[ページ抜粋]
また、滑落抑制部56が備える滑落抑制板64の下面には、弾性材料を用いて形成された板状の滑り止め部材68が取り付けられているため、滑落抑制部56が走行面に接触すると、滑り止め部材68により、車輪型ロボット1の移動が抑制されて、滑落が抑制される。
なお、ロール側駆動部78とピッチ側駆動部92は、ロールピッチ機構6を駆動させるロールピッチ機構駆動部に対応している。
【0116】
(第一実施形態の効果)
以下、本実施形態の効果を列挙する。
(1)本実施形態の車輪型ロボット1では、ロールピッチ機構駆動制御部114が、基体傾斜角検出部112が検出した傾斜角度が減少するように、ロール側駆動部78及びピッチ側駆動部92の駆動状態を制御する。
このため、水平面に対して基体2が傾斜していても、基体2と移動部4とを、水平面に対する基体2の傾斜角度が減少するように、平面視で直交する二つの軸回り方向である、「x軸」及び「y軸」の軸回り方向へ相対移動させることが可能となる。

[与えられた行]
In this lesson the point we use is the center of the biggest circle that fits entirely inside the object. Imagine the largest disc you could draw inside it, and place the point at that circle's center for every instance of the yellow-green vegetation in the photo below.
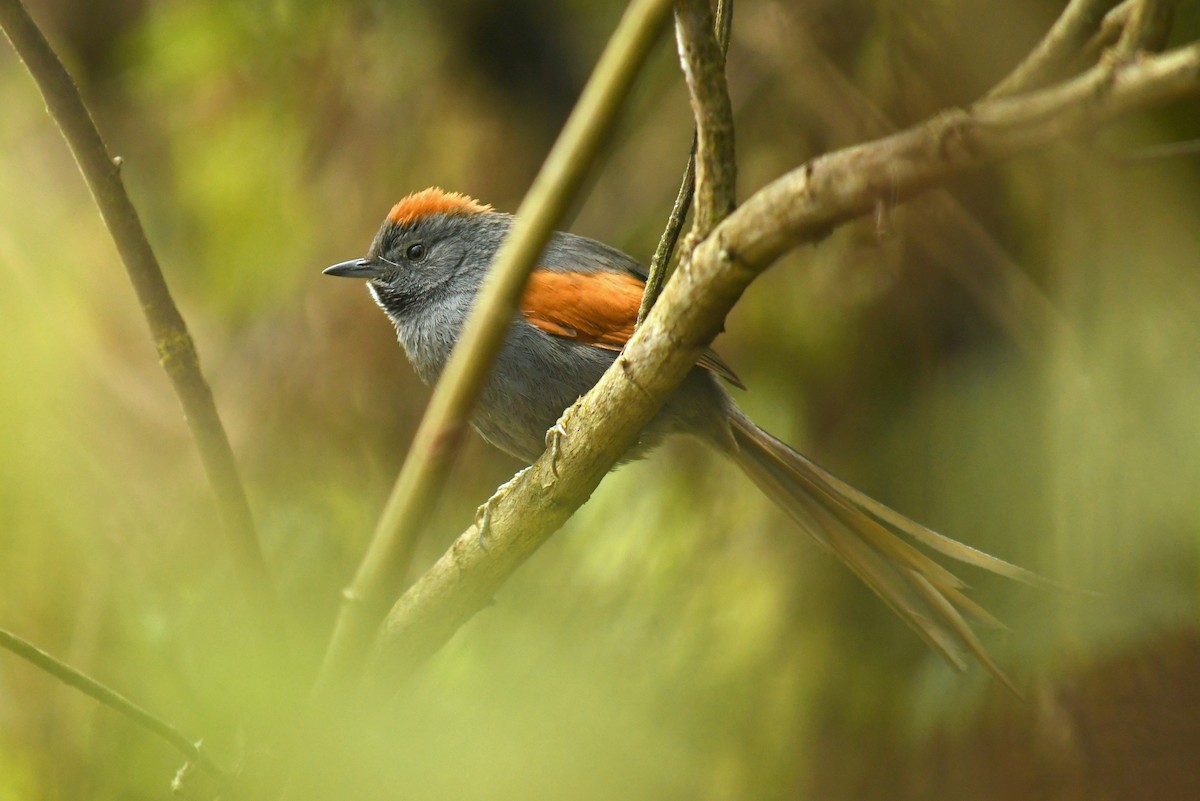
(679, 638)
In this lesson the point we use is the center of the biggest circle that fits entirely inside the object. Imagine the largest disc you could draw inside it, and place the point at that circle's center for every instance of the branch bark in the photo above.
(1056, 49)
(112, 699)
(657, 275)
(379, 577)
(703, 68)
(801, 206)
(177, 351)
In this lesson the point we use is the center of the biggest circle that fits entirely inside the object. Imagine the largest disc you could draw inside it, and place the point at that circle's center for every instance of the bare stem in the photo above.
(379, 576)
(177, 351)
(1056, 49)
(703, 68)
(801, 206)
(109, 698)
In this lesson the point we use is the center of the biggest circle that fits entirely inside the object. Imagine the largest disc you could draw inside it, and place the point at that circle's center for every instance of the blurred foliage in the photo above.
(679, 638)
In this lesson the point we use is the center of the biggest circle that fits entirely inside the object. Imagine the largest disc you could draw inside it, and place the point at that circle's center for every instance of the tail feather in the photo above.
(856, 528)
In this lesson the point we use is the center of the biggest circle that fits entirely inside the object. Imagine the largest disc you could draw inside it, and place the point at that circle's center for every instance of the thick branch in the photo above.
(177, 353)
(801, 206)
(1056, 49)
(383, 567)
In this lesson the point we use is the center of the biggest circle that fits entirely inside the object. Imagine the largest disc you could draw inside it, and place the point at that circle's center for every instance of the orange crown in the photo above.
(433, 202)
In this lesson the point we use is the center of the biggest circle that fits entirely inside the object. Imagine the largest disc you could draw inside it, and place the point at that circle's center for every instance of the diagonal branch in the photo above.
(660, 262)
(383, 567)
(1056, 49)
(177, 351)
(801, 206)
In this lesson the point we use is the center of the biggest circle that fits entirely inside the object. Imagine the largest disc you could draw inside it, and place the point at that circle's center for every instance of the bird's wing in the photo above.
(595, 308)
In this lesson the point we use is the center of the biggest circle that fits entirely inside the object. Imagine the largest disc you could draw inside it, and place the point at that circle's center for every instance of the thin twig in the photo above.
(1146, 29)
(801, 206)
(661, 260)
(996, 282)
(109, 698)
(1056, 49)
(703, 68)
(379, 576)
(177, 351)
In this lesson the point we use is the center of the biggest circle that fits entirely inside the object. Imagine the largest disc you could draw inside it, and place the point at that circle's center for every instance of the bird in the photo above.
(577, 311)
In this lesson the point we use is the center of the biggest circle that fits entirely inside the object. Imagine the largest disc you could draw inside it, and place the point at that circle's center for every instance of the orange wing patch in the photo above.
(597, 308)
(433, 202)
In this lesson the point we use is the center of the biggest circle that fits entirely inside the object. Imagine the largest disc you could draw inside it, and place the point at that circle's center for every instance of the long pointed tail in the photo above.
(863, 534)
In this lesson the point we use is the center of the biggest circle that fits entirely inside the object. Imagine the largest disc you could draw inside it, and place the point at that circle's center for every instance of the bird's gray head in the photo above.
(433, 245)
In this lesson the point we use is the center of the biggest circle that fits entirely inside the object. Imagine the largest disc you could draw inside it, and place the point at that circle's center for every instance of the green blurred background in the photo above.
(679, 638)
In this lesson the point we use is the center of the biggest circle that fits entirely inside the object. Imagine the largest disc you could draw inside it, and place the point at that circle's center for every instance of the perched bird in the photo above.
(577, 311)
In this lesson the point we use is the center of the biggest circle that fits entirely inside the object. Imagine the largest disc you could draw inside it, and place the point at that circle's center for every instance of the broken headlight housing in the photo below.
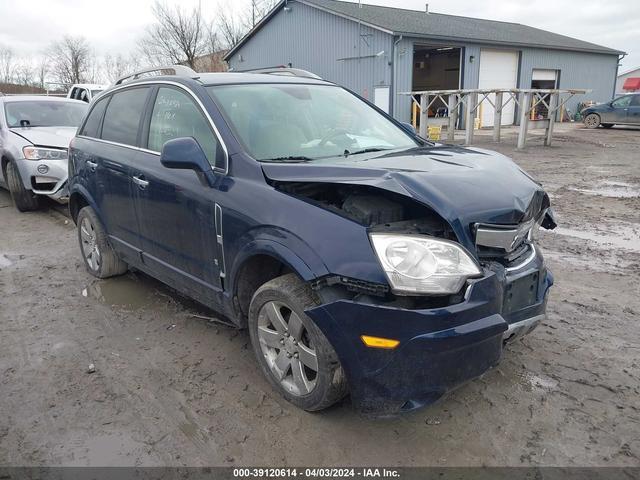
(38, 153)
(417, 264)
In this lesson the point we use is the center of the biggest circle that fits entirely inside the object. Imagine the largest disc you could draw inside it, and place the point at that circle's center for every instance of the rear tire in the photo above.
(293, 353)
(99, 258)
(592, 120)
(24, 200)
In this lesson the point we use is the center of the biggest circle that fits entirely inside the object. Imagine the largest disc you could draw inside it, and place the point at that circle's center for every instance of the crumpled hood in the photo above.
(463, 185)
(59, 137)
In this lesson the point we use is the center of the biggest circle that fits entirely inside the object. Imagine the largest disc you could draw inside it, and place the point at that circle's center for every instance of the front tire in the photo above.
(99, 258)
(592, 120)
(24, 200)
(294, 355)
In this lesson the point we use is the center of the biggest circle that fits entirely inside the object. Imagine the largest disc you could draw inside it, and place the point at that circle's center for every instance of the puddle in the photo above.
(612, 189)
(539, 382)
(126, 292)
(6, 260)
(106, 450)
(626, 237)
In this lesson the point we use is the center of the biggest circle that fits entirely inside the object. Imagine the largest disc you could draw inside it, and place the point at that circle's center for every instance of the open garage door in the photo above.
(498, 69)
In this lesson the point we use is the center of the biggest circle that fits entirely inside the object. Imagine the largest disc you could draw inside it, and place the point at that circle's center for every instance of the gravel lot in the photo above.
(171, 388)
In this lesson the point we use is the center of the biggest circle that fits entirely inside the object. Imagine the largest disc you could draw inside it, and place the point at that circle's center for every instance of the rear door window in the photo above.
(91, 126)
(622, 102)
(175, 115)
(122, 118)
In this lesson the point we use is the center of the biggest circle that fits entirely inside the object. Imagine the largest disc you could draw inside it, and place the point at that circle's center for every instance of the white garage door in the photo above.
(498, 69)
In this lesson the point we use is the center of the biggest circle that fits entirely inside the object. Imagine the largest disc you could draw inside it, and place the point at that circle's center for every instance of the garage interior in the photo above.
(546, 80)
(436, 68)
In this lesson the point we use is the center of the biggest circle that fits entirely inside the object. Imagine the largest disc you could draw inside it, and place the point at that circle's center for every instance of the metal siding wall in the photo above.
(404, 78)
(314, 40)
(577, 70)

==

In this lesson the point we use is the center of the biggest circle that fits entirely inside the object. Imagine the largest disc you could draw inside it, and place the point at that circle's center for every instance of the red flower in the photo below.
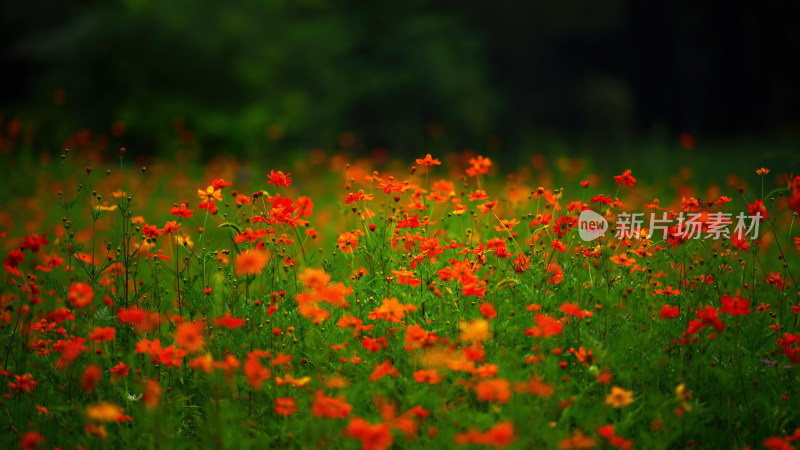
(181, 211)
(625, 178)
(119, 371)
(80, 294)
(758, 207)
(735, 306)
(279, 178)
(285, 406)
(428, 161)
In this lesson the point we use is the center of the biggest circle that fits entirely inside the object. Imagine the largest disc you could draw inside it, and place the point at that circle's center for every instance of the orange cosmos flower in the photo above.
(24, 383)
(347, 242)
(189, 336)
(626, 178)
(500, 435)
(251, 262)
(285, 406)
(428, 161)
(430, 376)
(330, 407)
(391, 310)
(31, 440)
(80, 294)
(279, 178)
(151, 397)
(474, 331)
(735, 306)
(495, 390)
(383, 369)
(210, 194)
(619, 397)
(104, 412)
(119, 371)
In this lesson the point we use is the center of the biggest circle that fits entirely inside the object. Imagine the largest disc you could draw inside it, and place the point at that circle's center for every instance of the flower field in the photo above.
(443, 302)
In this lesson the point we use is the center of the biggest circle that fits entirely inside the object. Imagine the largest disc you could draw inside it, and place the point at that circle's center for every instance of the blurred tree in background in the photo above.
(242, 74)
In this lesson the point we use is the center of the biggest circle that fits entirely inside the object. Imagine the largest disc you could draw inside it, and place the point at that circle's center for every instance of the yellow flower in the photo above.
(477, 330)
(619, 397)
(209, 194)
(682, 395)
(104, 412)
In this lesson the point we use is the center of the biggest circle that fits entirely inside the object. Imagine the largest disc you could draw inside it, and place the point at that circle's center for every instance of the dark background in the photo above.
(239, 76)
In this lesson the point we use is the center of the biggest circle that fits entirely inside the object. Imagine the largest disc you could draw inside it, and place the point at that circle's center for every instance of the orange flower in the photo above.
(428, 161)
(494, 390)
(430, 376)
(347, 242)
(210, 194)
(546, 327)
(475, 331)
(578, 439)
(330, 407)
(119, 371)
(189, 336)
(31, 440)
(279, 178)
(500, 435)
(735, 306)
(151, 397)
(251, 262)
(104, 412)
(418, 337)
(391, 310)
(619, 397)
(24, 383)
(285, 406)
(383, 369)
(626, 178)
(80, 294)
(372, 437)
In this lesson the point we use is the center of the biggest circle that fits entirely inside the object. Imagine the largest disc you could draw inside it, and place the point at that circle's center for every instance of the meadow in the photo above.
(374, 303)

[課題] 車輪型ロボットの抜粋から、「また、滑落抑制部56が備える」以降「(第一実施形態の効果)」までをすべて、一字も変えずに書き写してください。 上の行は使わなくてよい。

[解答]
また、滑落抑制部56が備える滑落抑制板64の下面には、弾性材料を用いて形成された板状の滑り止め部材68が取り付けられているため、滑落抑制部56が走行面に接触すると、滑り止め部材68により、車輪型ロボット1の移動が抑制されて、滑落が抑制される。
なお、ロール側駆動部78とピッチ側駆動部92は、ロールピッチ機構6を駆動させるロールピッチ機構駆動部に対応している。
【0116】
(第一実施形態の効果)